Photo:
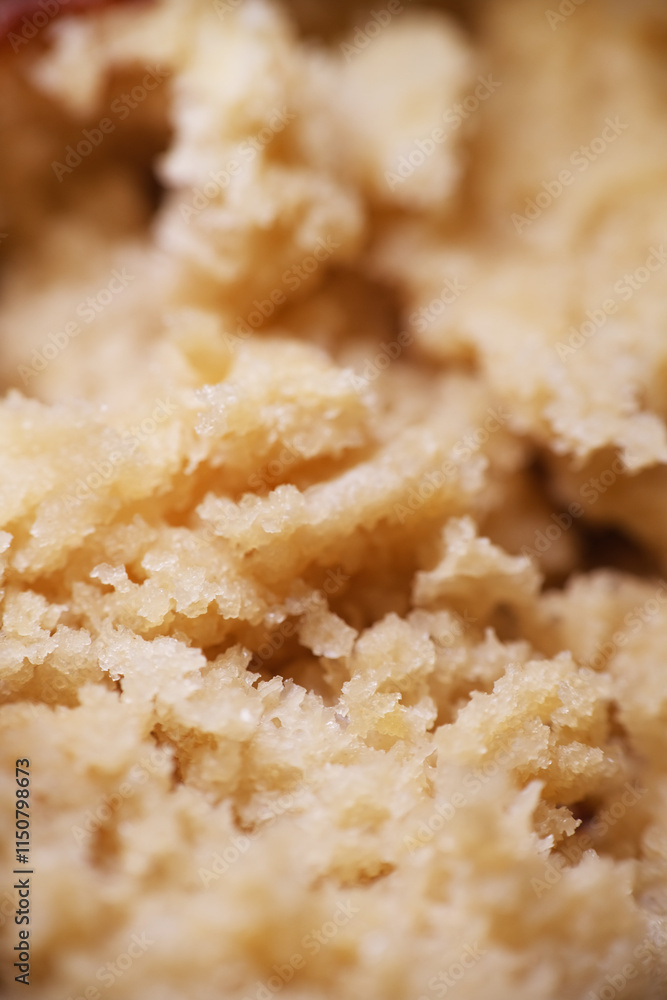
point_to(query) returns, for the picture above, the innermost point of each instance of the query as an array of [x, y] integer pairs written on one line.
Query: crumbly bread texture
[[332, 491]]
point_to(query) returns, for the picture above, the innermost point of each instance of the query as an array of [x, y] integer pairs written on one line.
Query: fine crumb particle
[[333, 470]]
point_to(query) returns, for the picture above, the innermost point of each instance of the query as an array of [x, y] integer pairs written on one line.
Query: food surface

WORK TO BE COMPLETED. Across the whole listing, reproduce each line verbatim and exclude every picture.

YOUR RESPONSE.
Photo:
point_to(query) returns, for the picture above, the innermost point of each instance of the query as an array of [x, y] integer pairs written on one line.
Query: crumbly bread texture
[[332, 491]]
point_to(query) returns, for the picture above, the innermost point of each instance of the query as an array of [x, y] integer pairs written on one line.
Query: fine crumb particle
[[333, 470]]
point_to(query) returns, for the picture above, the innermost point of each instance of the query as an array of [x, y] integer pairs written on one line.
Query: food surface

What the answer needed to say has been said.